→ **GIVEN REQUEST**:
Reproduce the records starting with the line containing "Detect necklace. Return" and going on through the line containing "left=114, top=166, right=151, bottom=374", both included, keeping every request as it stands. Scale each pixel coordinate in the answers by 2.35, rounding to whole numbers with halves rounded up.

→ **RECORDS FOR THE TASK**:
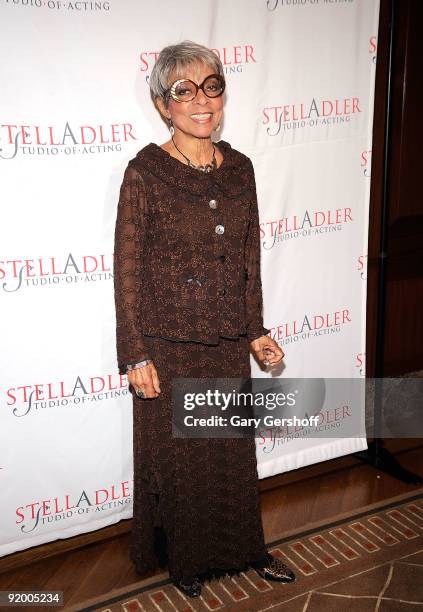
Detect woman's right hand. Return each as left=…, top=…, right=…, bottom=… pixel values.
left=127, top=363, right=161, bottom=398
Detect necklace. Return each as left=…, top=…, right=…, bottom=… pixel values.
left=172, top=136, right=217, bottom=172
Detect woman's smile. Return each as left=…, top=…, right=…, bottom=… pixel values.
left=191, top=113, right=213, bottom=123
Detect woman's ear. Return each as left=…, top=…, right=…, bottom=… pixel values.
left=156, top=96, right=170, bottom=119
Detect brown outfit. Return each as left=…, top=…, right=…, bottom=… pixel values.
left=114, top=141, right=269, bottom=579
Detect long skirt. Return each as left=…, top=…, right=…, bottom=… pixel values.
left=130, top=336, right=266, bottom=582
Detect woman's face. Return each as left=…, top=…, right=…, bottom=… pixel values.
left=160, top=63, right=223, bottom=138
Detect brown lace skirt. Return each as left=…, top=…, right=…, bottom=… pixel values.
left=130, top=337, right=266, bottom=582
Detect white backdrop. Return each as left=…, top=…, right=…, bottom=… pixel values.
left=0, top=0, right=379, bottom=555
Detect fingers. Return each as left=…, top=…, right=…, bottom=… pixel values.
left=128, top=363, right=160, bottom=398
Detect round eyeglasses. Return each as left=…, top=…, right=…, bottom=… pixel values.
left=166, top=74, right=226, bottom=102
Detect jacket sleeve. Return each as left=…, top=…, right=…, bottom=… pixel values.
left=244, top=160, right=270, bottom=342
left=114, top=166, right=151, bottom=374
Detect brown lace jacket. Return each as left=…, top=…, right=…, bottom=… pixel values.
left=114, top=140, right=269, bottom=372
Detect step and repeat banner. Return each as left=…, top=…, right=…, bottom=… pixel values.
left=0, top=0, right=379, bottom=556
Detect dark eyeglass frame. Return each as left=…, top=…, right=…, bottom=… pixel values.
left=165, top=74, right=226, bottom=102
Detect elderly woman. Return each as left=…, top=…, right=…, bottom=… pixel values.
left=114, top=41, right=295, bottom=597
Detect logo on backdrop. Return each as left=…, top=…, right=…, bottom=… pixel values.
left=269, top=308, right=352, bottom=345
left=140, top=44, right=257, bottom=81
left=260, top=207, right=353, bottom=250
left=262, top=97, right=362, bottom=136
left=257, top=404, right=354, bottom=454
left=15, top=480, right=133, bottom=533
left=0, top=121, right=138, bottom=159
left=357, top=255, right=367, bottom=280
left=0, top=253, right=113, bottom=293
left=360, top=149, right=372, bottom=178
left=6, top=0, right=110, bottom=14
left=6, top=374, right=129, bottom=417
left=265, top=0, right=355, bottom=11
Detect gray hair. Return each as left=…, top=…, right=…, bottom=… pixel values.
left=148, top=40, right=225, bottom=106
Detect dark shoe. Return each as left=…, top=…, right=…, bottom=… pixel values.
left=256, top=553, right=295, bottom=582
left=175, top=576, right=201, bottom=597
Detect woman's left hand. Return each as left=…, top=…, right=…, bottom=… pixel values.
left=250, top=336, right=285, bottom=366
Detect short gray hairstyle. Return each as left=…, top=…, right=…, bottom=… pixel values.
left=148, top=40, right=225, bottom=106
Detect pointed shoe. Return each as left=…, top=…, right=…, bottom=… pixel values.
left=175, top=576, right=201, bottom=597
left=256, top=554, right=295, bottom=582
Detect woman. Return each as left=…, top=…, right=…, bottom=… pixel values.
left=115, top=41, right=295, bottom=597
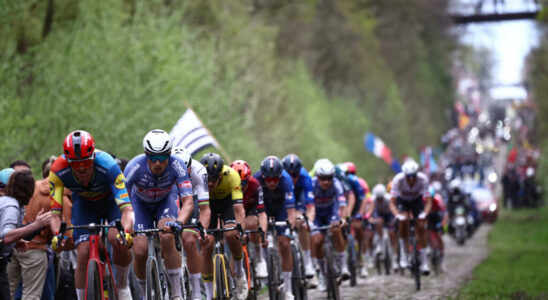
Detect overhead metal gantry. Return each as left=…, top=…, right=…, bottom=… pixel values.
left=451, top=0, right=542, bottom=24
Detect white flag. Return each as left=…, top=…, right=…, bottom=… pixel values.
left=169, top=108, right=219, bottom=154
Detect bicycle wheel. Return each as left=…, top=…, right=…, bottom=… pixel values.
left=213, top=254, right=231, bottom=300
left=324, top=243, right=340, bottom=300
left=291, top=244, right=306, bottom=300
left=410, top=236, right=421, bottom=291
left=86, top=260, right=103, bottom=300
left=145, top=257, right=162, bottom=300
left=346, top=234, right=358, bottom=286
left=267, top=248, right=281, bottom=300
left=103, top=267, right=118, bottom=300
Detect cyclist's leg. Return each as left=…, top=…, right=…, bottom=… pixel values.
left=130, top=193, right=156, bottom=295
left=71, top=194, right=101, bottom=299
left=182, top=199, right=202, bottom=299
left=273, top=205, right=293, bottom=294
left=156, top=193, right=183, bottom=297
left=202, top=212, right=218, bottom=300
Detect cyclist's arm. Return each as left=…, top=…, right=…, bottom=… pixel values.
left=341, top=191, right=356, bottom=217
left=390, top=196, right=398, bottom=217
left=177, top=195, right=194, bottom=223
left=48, top=171, right=64, bottom=234
left=424, top=197, right=432, bottom=215
left=306, top=204, right=316, bottom=222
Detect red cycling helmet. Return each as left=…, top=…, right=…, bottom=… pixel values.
left=344, top=161, right=356, bottom=175
left=230, top=159, right=251, bottom=181
left=63, top=130, right=95, bottom=161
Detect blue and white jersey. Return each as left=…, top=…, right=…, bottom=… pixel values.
left=124, top=154, right=192, bottom=203
left=295, top=167, right=314, bottom=207
left=312, top=177, right=346, bottom=216
left=253, top=170, right=295, bottom=213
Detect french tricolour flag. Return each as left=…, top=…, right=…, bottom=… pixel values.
left=365, top=132, right=392, bottom=165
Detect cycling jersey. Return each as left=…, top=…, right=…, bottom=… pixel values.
left=244, top=177, right=264, bottom=216
left=311, top=177, right=346, bottom=234
left=390, top=172, right=430, bottom=202
left=124, top=154, right=192, bottom=203
left=49, top=150, right=131, bottom=245
left=312, top=178, right=346, bottom=215
left=295, top=167, right=314, bottom=212
left=209, top=165, right=243, bottom=229
left=253, top=170, right=295, bottom=235
left=347, top=174, right=365, bottom=218
left=49, top=150, right=131, bottom=213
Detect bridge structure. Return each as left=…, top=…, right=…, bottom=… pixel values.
left=450, top=0, right=542, bottom=24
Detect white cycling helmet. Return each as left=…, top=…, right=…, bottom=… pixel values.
left=314, top=158, right=335, bottom=176
left=143, top=129, right=172, bottom=155
left=373, top=183, right=386, bottom=198
left=171, top=146, right=192, bottom=168
left=401, top=159, right=419, bottom=175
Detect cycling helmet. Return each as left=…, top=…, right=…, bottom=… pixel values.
left=63, top=130, right=95, bottom=161
left=261, top=155, right=283, bottom=178
left=314, top=158, right=335, bottom=176
left=449, top=178, right=461, bottom=193
left=282, top=154, right=303, bottom=176
left=344, top=161, right=356, bottom=175
left=373, top=183, right=386, bottom=198
left=200, top=152, right=224, bottom=181
left=230, top=159, right=251, bottom=181
left=401, top=159, right=419, bottom=175
left=171, top=146, right=192, bottom=168
left=143, top=129, right=172, bottom=155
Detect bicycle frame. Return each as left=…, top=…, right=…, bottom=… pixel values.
left=60, top=220, right=126, bottom=300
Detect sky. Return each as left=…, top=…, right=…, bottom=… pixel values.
left=454, top=0, right=539, bottom=98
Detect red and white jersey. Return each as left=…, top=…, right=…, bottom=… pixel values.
left=390, top=172, right=430, bottom=201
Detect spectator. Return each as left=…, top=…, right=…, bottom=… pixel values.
left=0, top=168, right=15, bottom=196
left=0, top=170, right=51, bottom=300
left=10, top=160, right=30, bottom=171
left=7, top=156, right=73, bottom=300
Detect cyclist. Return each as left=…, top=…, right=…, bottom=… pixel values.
left=48, top=130, right=134, bottom=299
left=426, top=181, right=448, bottom=271
left=340, top=162, right=372, bottom=277
left=253, top=156, right=295, bottom=300
left=306, top=158, right=350, bottom=291
left=390, top=159, right=432, bottom=275
left=171, top=147, right=211, bottom=299
left=200, top=153, right=248, bottom=300
left=230, top=160, right=268, bottom=278
left=364, top=184, right=398, bottom=269
left=124, top=129, right=193, bottom=298
left=282, top=154, right=318, bottom=282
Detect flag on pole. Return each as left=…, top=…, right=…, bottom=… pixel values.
left=365, top=132, right=392, bottom=165
left=169, top=108, right=219, bottom=155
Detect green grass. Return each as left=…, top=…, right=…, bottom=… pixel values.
left=457, top=207, right=548, bottom=299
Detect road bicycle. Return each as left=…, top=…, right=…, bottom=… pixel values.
left=315, top=222, right=342, bottom=300
left=207, top=216, right=243, bottom=300
left=59, top=220, right=127, bottom=300
left=242, top=227, right=265, bottom=300
left=135, top=221, right=204, bottom=300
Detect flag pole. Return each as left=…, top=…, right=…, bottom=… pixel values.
left=183, top=101, right=232, bottom=162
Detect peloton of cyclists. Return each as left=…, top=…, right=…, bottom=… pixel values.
left=124, top=129, right=193, bottom=299
left=390, top=159, right=432, bottom=275
left=49, top=130, right=133, bottom=300
left=253, top=156, right=295, bottom=300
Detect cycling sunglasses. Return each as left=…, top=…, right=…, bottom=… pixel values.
left=68, top=157, right=93, bottom=169
left=147, top=154, right=169, bottom=162
left=316, top=176, right=333, bottom=181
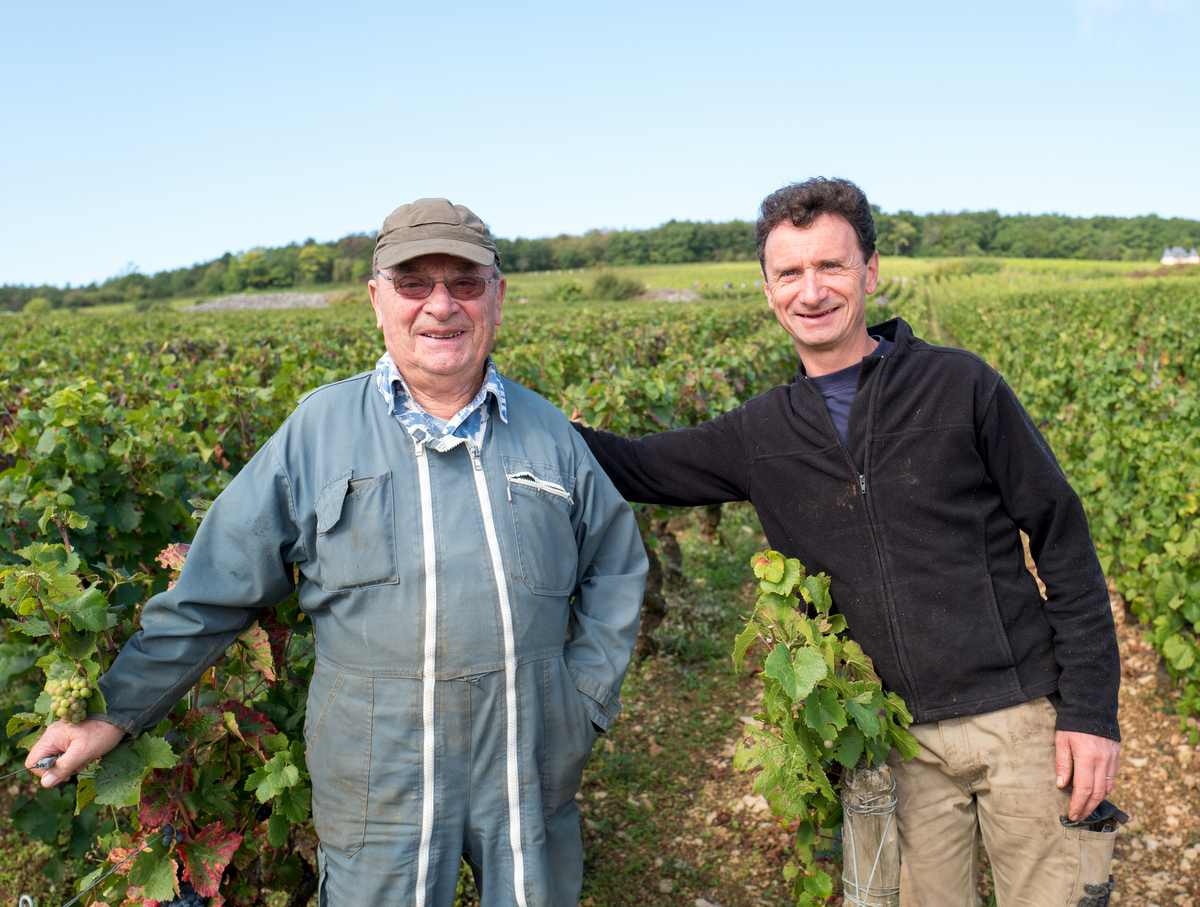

→ **THE OUTPUT**:
Detect necklace. Return each as left=…, top=…, right=…, bottom=… pixel values.
left=404, top=320, right=510, bottom=404
Detect woman's smile. Return each as left=…, top=…, right=…, bottom=… pixel values.
left=449, top=266, right=501, bottom=289
Detect woman's ear. Return each as left=…, top=…, right=…, bottom=… pixel values.
left=367, top=226, right=400, bottom=280
Detect brown outfit. Return each as left=…, top=…, right=…, bottom=… pixel values.
left=268, top=331, right=632, bottom=1361
Detect long skirt. Return each as left=…, top=…, right=…, bottom=… pixel values.
left=306, top=790, right=625, bottom=1368
Detect woman's face. Return each as left=…, top=…, right=…, bottom=… pixel values.
left=376, top=148, right=524, bottom=324
Detect brown lace skirt. Return each as left=…, top=…, right=…, bottom=… pixel values.
left=306, top=792, right=625, bottom=1368
Detect white backdrop. Return each as left=…, top=…, right=…, bottom=… pixel values.
left=0, top=0, right=891, bottom=1304
Detect fingers. Return each as left=…, top=…, right=…, bottom=… pixel values.
left=301, top=853, right=376, bottom=935
Detect round eyeglasses. Return each as left=…, top=…, right=…, bottom=… pixel values.
left=390, top=174, right=531, bottom=240
Detect jacket sleeve. Return each as left=…, top=…, right=…, bottom=… pixel values.
left=573, top=376, right=635, bottom=804
left=268, top=390, right=355, bottom=879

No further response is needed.